TEXT SHOWN —
········
Reading Time: 3 minutes

The dynamics of how cannabis works in medicinal and psychoactive ways have become more clear as researchers gain additional insight into what makes cannabis so special. It is known that cannabinoids hold the key to much of the plant’s operations, and while there is still much to learn about the biosynthesis of cannabinoids, scientists now have a solid grasp on how they are formed within the plant and how some of them affect the human body.

Cannabinoids are synthesized through a common pathway in trichomes and are most prevalent in capitate-stalked trichomes, the largest of the three types of glandular trichomes. Trichomes look like tiny shiny hairs and are found on the surface of cannabis buds. Beyond where cannabinoids develop, they also produce the terpenes and flavonoids that make cannabis so distinctive.

The Biosynthesis of Cannabinoids Within Cannabis

During flowering, cannabinoids are formed through enzymatic biosynthesis in the glandular trichomes. To achieve this, precursor—or parent—compounds are needed.

The first precursor compound, Geranyl diphosphate (GPP), is generated via the mevalonate-dependent isoprenoid (MEP) pathway. GPP is a parent compound to all cannabinoids and monoterpenes.

Olivetolic acid (OA) and/or Divarinic Acid (DA) are produced through fatty acid biosynthesis from hexanoyl-CoA and butyl-CoA, respectively. OA is the other parent compound to pentyl (5-carbon) cannabinoid acids like CBGA, THCA, CBCA and CBDA. DA is the other parent compound to propyl (3-carbon) cannabinoid acids like CBGVA, THCVA, CBCVA and CBDVA. Both pentyl and propyl cannabinoid acids share the common parent of Geranyl diphosphate (GPP) – CBGA and CBGVA can be thought of as half-siblings.

Once those precursor compounds are formed, they get converted into cannabinoids when specific enzymes act as catalysts. This transforms both the precursor compounds into the mother cannabinoids and the mother cannabinoids into other cannabinoids. The enzyme cannabigerolic acid synthase (CBGAS) will convert GPP and OA into CBGA, and/or GPP and DA into CBGVA, forming the first “mother” cannabinoid. Similarly, the enzymes THCAS, CBDAS, and CBCAS will convert CBGA and CBGVA into other cannabinoids:

Most of the cannabinoids in fresh cannabis flower are in their acid forms through the enzymatic biosynthesis process explained above. Additional changes in cannabinoids can happen only when exposed to things like heat, radiation, oxidation, decarboxylation and isomerization.
········
Collected data —
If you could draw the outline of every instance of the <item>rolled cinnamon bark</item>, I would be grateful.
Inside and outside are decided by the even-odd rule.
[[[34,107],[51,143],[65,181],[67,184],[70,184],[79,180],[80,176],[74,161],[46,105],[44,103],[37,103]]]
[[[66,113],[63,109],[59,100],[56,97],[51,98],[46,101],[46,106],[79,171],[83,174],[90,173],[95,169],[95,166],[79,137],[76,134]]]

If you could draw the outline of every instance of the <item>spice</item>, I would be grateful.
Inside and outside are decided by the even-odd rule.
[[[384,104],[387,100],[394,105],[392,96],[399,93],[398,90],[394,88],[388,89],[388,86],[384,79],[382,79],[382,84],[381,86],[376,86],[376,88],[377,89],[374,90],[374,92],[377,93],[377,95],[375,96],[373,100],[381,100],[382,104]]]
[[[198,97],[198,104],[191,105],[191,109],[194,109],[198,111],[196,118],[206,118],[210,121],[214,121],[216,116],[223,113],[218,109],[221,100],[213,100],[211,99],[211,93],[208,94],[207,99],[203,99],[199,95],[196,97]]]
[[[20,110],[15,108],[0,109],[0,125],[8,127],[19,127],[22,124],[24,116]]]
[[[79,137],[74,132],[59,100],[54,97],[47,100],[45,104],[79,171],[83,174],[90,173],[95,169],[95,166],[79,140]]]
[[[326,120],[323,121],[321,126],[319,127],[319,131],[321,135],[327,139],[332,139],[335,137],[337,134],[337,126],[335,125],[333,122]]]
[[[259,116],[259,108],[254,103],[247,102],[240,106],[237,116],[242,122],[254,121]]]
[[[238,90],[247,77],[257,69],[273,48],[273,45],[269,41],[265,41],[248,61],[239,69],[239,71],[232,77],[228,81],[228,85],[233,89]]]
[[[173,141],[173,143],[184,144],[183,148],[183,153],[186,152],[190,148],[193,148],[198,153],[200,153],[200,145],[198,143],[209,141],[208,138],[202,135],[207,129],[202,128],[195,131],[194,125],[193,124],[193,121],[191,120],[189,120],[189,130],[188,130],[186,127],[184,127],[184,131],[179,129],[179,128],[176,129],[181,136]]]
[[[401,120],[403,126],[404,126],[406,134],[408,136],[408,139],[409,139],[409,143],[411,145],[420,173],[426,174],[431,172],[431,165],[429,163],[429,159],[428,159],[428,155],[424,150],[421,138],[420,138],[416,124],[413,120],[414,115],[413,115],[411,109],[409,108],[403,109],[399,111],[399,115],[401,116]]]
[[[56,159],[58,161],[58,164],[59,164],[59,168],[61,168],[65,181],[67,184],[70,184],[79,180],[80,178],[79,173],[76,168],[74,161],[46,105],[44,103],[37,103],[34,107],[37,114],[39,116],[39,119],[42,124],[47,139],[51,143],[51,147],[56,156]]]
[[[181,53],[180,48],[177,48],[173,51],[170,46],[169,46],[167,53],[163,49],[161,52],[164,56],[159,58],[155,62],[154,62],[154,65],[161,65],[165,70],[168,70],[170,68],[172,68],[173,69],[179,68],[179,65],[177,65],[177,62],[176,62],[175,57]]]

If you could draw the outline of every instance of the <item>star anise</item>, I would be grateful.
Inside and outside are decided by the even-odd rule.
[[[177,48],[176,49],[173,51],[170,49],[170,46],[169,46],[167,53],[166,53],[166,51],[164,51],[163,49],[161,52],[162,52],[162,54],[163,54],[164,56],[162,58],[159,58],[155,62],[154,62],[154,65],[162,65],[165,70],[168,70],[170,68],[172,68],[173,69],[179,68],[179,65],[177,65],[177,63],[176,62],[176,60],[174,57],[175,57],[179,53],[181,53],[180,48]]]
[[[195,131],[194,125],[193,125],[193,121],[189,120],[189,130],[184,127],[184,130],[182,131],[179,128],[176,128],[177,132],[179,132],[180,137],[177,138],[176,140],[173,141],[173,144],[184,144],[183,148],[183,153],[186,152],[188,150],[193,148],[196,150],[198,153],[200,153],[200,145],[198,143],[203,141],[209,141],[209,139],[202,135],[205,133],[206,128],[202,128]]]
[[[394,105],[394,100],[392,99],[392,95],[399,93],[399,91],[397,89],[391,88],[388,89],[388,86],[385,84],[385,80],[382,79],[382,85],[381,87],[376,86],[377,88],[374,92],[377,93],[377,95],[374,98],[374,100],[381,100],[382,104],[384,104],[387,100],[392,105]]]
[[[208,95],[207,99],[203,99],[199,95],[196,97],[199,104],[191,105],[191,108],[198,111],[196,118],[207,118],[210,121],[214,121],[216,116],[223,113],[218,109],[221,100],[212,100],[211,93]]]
········
EXERCISE SET —
a) Reproduce the passage on cannabinoid biosynthesis word for word, from "The Biosynthesis of Cannabinoids Within" up to and including "parent—compounds are needed.".
b) According to the passage on cannabinoid biosynthesis, in which type of trichome are cannabinoids most prevalent?
This data has no connection to the passage on cannabinoid biosynthesis.

SET OF ANSWERS —
a)
The Biosynthesis of Cannabinoids Within Cannabis

During flowering, cannabinoids are formed through enzymatic biosynthesis in the glandular trichomes. To achieve this, precursor—or parent—compounds are needed.

b) Capitate-stalked trichomes, the largest of the three types of glandular trichomes.